Work required — Tell me how many lines in the data include "wooden", and keep the reply to that number.
Input data section start
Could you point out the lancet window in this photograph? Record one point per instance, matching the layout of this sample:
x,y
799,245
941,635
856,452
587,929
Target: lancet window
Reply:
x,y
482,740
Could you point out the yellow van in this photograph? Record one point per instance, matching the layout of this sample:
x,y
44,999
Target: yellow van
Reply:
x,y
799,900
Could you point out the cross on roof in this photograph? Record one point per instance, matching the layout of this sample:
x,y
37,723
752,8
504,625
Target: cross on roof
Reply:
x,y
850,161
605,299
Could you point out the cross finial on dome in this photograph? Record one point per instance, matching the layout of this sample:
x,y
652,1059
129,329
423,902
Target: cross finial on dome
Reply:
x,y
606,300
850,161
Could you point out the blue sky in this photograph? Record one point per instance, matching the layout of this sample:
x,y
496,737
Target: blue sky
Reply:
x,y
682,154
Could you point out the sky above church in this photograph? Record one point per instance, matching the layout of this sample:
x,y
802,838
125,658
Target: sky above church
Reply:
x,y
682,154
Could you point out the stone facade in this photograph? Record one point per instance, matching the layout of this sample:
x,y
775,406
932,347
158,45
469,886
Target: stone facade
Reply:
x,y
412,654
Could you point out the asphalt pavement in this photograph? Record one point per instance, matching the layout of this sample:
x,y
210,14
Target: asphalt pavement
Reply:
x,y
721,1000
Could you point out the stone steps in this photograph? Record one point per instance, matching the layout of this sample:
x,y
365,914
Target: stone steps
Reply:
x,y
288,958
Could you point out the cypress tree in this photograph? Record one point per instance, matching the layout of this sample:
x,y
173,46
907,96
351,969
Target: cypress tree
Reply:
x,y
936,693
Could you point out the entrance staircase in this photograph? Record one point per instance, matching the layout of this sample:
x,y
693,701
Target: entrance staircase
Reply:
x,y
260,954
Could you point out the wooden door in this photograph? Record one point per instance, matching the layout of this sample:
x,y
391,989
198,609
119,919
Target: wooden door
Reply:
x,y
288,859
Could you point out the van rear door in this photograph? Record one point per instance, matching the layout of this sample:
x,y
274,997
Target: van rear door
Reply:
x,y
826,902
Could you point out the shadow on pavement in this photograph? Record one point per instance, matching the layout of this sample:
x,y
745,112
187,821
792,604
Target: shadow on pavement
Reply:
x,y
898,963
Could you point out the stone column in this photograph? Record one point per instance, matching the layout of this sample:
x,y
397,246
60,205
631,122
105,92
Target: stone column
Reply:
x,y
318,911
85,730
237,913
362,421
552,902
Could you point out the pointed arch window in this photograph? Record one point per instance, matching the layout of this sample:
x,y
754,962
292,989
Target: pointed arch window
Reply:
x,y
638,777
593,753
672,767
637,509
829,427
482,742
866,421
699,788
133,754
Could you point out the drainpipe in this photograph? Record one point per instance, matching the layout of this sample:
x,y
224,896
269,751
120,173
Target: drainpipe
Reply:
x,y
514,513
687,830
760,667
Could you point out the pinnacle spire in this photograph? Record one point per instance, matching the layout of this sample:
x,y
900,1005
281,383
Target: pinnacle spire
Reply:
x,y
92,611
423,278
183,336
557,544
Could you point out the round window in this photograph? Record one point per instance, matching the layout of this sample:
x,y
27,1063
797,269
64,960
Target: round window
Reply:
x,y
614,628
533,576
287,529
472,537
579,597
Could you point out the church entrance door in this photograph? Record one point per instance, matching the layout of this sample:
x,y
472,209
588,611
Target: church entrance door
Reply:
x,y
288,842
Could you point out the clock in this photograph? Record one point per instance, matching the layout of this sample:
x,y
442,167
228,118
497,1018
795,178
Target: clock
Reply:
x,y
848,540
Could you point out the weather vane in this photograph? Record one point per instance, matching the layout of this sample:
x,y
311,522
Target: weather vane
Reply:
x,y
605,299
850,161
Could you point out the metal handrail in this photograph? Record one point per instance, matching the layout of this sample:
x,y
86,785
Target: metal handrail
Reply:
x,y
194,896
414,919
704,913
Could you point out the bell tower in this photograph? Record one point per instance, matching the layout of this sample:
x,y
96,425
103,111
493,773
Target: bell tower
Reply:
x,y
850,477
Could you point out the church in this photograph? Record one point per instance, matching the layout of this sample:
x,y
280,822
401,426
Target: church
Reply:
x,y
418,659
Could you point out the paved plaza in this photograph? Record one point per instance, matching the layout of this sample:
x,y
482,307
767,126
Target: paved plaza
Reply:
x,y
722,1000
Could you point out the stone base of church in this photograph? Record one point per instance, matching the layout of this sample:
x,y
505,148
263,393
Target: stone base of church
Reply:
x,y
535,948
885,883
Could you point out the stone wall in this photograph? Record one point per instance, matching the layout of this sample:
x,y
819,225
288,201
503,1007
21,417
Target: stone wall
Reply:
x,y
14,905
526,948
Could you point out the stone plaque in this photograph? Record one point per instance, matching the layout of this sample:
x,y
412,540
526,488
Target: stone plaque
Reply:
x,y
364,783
Input data section end
Written solution — 2